PASSAGE TO READ:

CO2 Recycling

CO2 is valuable, don’t waste it, recycle it!

The populations of undeveloped countries want the economic prosperity and standard of living that Americans enjoy today, and that requires energy. In the next 100 years, worldwide demand for energy will increase tenfold, as billions of “third world” consumers acquire access to modern products and services. An ever-expanding modern world will continue to need an abundant source of hydrocarbons – A sustainable source of hydrocarbons will always be needed.

By recycling CO2, America would be building the technology now for a sustainable hydrocarbon future.

The idea of recycling CO2 to make synthetic fuels is not without controversy. Those who oppose the recycling of CO2 argue that it would take more energy to recycle the CO2 than would be produced when synthetic fuel is used. Well, of course! That is called conservation of energy. You can not get more energy out of the synthetic fuels than you put into it. And because the process would be less than 100% efficient, you will most certainly get less energy out than you put in.

Synthetic liquid hydrocarbon fuel will serve as a convenient carrier of high-density energy. The energy input into the recycling process would be non-carbon energy such as that produced by solarwind, or nuclear energy. The commercial value of the original energy would increase because, as a liquid hydrocarbon, it could be easily stored and transported. The increased value of the new form of energy would pay for the energy expended in the process of recycling the CO2.

If the original source of energy does not itself produce CO2, then what does it matter if more energy is used in recycling CO2 than is returned by the synthetic fuels produced by recycling? Renewable energy is lost anyway, if not used — but it is a lost opportunity, not a lost resource — that is why we call it renewable!

CO2 can be recycled back into valuable hydrocarbon products such as methanolsynthetic ethanol, and diesel fuel.

Recycling CO2 is advocated by George A. Olah, professor of chemistry and director of the Loker Hydrocarbon Research Institute at the University of Southern California, and winner of the 1994 Nobel Prize in Chemistry for his work on carbocation and hydrocarbon chemistry. Hydrocarbons for the 21st Century – The work of the Loker Hydrocarbon Research Institute.

DATA RECORDS:
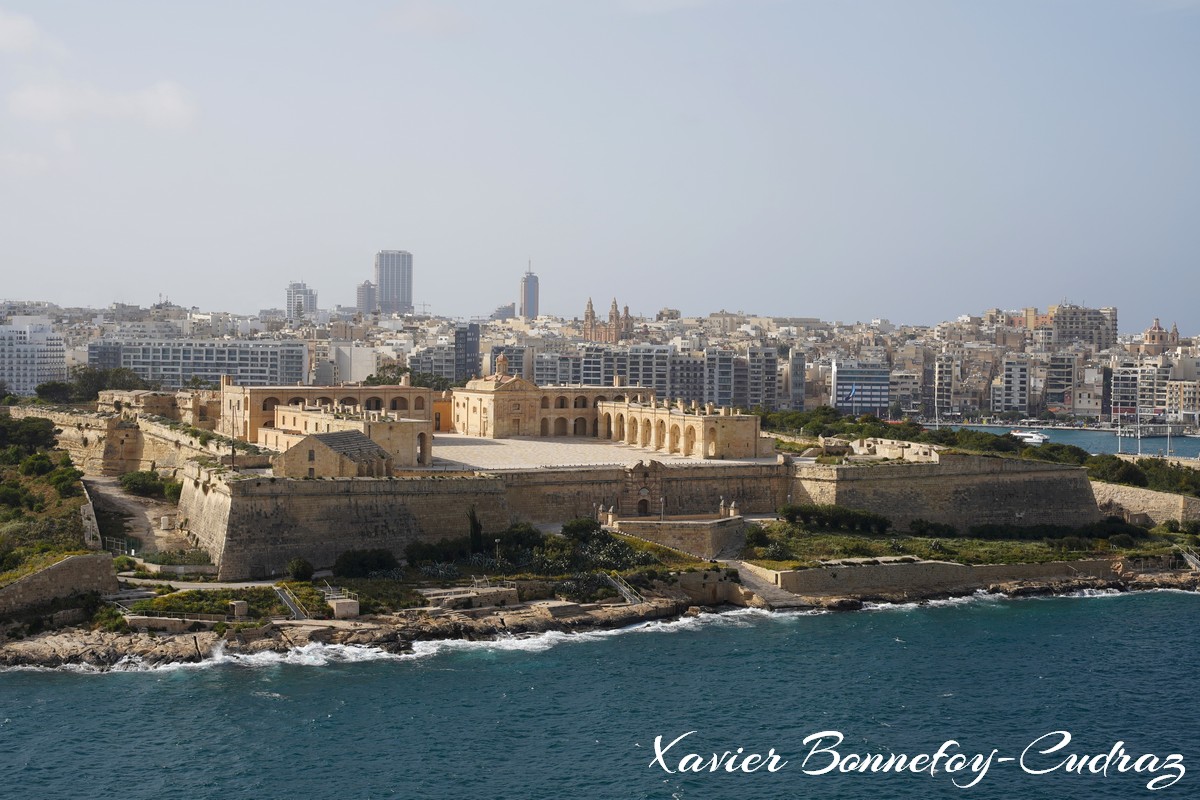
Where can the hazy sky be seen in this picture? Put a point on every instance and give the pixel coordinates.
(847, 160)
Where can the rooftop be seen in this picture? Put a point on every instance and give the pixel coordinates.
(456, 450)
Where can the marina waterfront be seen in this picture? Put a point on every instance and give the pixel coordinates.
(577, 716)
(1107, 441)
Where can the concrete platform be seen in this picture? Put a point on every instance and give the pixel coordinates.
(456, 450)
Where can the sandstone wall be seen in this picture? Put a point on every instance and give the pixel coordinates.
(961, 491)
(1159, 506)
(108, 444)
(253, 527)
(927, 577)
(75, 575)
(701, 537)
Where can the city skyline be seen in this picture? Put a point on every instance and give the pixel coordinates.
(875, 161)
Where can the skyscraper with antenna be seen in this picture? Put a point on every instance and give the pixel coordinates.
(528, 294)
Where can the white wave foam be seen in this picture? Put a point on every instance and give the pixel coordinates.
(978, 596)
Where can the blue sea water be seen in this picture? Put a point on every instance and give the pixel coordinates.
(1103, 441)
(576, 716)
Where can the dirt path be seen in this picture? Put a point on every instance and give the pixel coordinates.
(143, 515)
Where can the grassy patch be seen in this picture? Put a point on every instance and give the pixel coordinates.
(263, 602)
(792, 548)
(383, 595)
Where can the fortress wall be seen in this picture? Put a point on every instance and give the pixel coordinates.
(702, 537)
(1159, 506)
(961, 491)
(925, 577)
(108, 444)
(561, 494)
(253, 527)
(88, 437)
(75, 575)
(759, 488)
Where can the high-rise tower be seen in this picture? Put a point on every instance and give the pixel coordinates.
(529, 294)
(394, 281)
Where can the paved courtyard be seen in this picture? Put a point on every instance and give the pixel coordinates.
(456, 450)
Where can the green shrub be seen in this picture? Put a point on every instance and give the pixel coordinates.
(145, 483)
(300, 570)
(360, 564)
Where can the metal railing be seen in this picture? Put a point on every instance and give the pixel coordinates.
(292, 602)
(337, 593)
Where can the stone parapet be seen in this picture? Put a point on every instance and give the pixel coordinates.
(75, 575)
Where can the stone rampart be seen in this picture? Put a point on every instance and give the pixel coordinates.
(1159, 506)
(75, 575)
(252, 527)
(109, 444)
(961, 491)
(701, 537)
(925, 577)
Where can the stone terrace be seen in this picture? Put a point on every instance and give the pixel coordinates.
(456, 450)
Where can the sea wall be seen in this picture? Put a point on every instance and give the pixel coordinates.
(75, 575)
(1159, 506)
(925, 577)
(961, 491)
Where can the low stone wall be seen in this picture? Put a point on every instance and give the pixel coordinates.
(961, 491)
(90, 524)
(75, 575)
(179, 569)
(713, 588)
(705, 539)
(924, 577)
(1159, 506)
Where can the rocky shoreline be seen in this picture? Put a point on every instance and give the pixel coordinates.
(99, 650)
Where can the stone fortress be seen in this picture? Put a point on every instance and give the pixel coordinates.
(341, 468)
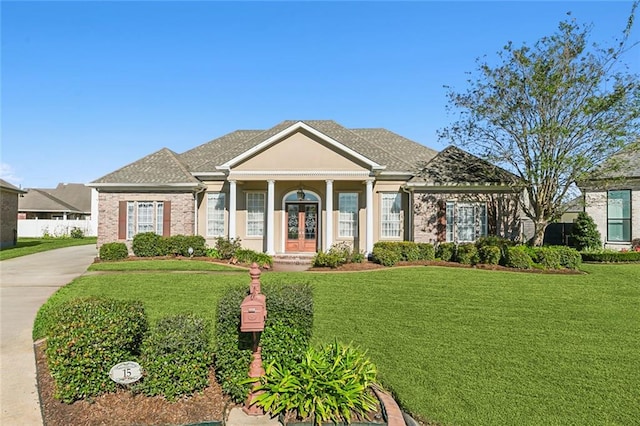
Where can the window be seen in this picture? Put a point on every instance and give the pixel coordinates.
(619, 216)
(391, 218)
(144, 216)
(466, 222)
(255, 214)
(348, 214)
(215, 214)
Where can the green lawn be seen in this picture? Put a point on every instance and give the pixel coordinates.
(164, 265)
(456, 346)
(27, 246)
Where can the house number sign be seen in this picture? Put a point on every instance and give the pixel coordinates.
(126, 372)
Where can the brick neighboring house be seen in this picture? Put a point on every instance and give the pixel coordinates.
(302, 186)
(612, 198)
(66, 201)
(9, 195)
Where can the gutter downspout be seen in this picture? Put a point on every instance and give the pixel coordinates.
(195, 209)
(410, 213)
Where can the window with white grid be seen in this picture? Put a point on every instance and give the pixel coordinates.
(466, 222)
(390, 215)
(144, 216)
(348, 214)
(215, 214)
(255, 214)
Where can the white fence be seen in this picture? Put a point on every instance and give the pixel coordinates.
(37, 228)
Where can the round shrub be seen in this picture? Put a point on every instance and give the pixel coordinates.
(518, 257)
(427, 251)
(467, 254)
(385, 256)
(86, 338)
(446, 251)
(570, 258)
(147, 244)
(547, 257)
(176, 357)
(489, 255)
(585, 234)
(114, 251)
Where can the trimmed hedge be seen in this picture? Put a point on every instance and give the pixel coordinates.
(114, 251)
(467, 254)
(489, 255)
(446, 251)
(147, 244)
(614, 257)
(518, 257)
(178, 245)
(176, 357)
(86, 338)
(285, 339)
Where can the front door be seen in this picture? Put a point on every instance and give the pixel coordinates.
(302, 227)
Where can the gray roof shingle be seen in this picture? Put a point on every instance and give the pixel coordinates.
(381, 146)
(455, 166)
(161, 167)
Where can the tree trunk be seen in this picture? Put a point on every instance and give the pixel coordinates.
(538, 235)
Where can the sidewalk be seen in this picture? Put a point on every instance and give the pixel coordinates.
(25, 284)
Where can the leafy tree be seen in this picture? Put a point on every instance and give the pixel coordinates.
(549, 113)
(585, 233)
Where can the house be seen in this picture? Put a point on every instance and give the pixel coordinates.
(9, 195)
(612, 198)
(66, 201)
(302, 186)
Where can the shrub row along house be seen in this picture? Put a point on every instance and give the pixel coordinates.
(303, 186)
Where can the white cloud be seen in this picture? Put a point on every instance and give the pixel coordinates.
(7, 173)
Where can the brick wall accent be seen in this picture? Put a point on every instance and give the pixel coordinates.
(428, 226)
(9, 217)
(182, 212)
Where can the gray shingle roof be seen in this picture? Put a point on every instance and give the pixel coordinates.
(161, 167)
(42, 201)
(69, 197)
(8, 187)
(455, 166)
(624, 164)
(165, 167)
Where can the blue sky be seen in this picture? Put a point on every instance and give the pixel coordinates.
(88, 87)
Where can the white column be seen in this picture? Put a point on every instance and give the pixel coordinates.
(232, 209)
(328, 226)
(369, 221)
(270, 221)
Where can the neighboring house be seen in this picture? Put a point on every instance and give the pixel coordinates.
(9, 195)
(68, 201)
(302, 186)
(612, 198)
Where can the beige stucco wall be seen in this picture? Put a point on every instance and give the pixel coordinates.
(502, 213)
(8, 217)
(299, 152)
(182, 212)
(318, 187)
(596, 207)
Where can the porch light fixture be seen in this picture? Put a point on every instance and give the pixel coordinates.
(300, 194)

ACTIVITY:
Continue the text on recycling CO2 from its last sentence.

EXERCISE OUTPUT:
Published in Chemical and Engineering News, Dr. Olah said:

“From plant life over the ages, new fossil fuels can be formed. The process is so slow, however, that within our human life span we do not have time for nature to replenish what we are rapidly using up. A challenging new approach that we are pursuing is to reverse the process and produce hydrocarbons from carbon dioxide and water via methanol, thus chemically recycling carbon dioxide. In the laboratory, we already know how to do this, and progress is being made toward bringing about the feasibility of such an approach. The limiting factor is the energy needed for generating hydrogen from water. Using alternative energy sources–but first of all atomic energy, albeit improved and made safer–will eventually give us needed energy.”

“Much is said these days about a hydrogen economy, emphasizing hydrogen as the clean, inexhaustible fuel of the future. However, the safe handling and dispensing of volatile hydrogen–for which no infrastructure exists–is difficult and costly.”

“I believe a much preferable way of storing hydrogen is in the form of methyl alcohol (methanol economy). Methanol is a convenient liquid that can be produced by reduction of carbon dioxide in the atmosphere. It can be catalytically converted into ethylene and propylene and through them to higher hydrocarbons. This can provide an inexhaustible source of hydrocarbon products and fuels, which are now obtained from oil and gas. Furthermore, in recent years, with colleagues at the California Institute of Technology and the Jet Propulsion Laboratory, we have also developed a new, direct methanol fuel cell that produces electric power without the need of hydrogen. Thus, methanol is both a fuel and a source of hydrocarbons. By recycling excess CO2 into methanol instead of just storing or sequestering it, we can also mitigate global warming. It is to this effect that a major research effort, with my colleagues associated with the Loker Hydrocarbon Research Institute at the University of Southern California, is directed.”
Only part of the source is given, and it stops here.